** BEGIN SELECTED EXTRACT **

A newer version of Hazelcast Platform is available.

View latest

Kubernetes Auto Discovery

Before you start a Hazelcast cluster in Kubernetes, it’s important to configure settings to ensure that members can form a cluster and to prevent any unexpected data loss.

Discovering Members

To make it easier to set up clusters in Kubernetes, Hazelcast allows members to discover each other automatically, using discovery modes. Configure your members with one of the following discovery modes to allow them to form a cluster:

Kubernetes API DNS Lookup

Description

Uses REST calls to Kubernetes master to fetch IP addresses of Pods

Uses DNS to resolve IPs of Pods related to the given service

Pros

Flexible, supports 3 different options:

  • Hazelcast cluster per service

  • Hazelcast cluster per multiple services (distinguished by labels)

  • Hazelcast cluster per namespace

No additional configuration required, resolving DNS does not require granting any permissions

Cons

Requires setting up RoleBinding (to allow access to Kubernetes API)

Limited to headless Cluster IP service

Limited to Hazelcast cluster per service

Using Kubernetes in API Mode

In Kubernetes API mode, each node makes a REST call to the Kubernetes master to discover the IP addresses of any Hazelcast members running in Pods.

Granting Permissions to use Kubernetes API

To use the Kubernetes API, you must grant certain permissions.

To grant them for 'default' service account in 'default' namespace, execute the following command.

kubectl apply -f https://raw.githubusercontent.com/hazelcast/hazelcast/master/kubernetes-rbac.yaml

Creating a Service

Hazelcast Kubernetes Discovery requires creating a service of any type in any Pods where Hazelcast is running.

apiVersion: v1
kind: Service
metadata:
  name: MY-SERVICE-NAME
spec:
  type: LoadBalancer
  selector:
    app: APP-NAME
  ports:
  - name: hazelcast
    port: 5701
If the service exposes multiple ports, name the port that exposes the Hazelcast member hazelcast. This configuration ensures that auto-discovery functions correctly.

Hazelcast Configuration

The second step is to configure the discovery plugin inside hazelcast.yaml or an equivalent Java-based configuration.

  • YAML

  • Java

hazelcast:
  network:
    join:
      multicast:
        enabled: false
      kubernetes:
        enabled: true
        namespace: MY-KUBERNETES-NAMESPACE
        service-name: MY-SERVICE-NAME
config.getNetworkConfig().getJoin().getMulticastConfig().setEnabled(false);
config.getNetworkConfig().getJoin().getKubernetesConfig().setEnabled(true)
      .setProperty("namespace", "MY-KUBERNETES-NAMESPACE")
      .setProperty("service-name", "MY-SERVICE-NAME");

There are several properties to configure, all of which are optional.

  • namespace: Kubernetes Namespace where Hazelcast is running; if not specified, the value is taken from the environment variables KUBERNETES_NAMESPACE or OPENSHIFT_BUILD_NAMESPACE. If those are not set, the namespace of the Pod will be used (retrieved from /var/run/secrets/kubernetes.io/serviceaccount/namespace).

  • service-name: service name used to scan only Pods connected to the given service; if not specified, then all Pods in the namespace are checked

    If you don’t specify service-name and fall back to a namespace only discovery, all pods in the namespace must be Hazelcast member pods; other pods might block the member discovery process of the Hazelcast member pods.

** END SELECTED EXTRACT **
** BEGIN RECORDS **

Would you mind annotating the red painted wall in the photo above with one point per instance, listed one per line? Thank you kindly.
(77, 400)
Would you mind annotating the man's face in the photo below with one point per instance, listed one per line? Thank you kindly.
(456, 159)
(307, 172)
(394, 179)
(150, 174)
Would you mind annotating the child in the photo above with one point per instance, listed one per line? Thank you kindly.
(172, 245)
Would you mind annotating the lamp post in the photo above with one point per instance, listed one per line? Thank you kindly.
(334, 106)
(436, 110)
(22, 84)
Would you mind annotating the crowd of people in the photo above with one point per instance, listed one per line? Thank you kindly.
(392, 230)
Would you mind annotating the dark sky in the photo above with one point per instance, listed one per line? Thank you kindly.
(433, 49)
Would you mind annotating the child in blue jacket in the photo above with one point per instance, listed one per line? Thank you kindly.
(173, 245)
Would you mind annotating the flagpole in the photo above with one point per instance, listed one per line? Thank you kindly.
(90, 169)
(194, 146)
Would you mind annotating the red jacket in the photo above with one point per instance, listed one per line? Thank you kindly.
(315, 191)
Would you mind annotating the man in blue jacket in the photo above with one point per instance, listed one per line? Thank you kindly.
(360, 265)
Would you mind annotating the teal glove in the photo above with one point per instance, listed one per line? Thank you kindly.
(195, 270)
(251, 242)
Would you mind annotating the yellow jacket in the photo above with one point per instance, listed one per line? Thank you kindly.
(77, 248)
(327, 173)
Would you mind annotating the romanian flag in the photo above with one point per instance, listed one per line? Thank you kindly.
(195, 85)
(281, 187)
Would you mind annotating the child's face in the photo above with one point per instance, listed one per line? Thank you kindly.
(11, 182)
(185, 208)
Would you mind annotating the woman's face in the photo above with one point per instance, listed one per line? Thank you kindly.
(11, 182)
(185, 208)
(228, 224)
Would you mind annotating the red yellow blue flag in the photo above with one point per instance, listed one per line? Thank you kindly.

** END RECORDS **

◆ **TO BE DONE**:
According to the Kubernetes auto discovery page, what should you name the port that exposes the Hazelcast member when a service exposes multiple ports?

◆ **ANSWER TO THIS PROBLEM**:
hazelcast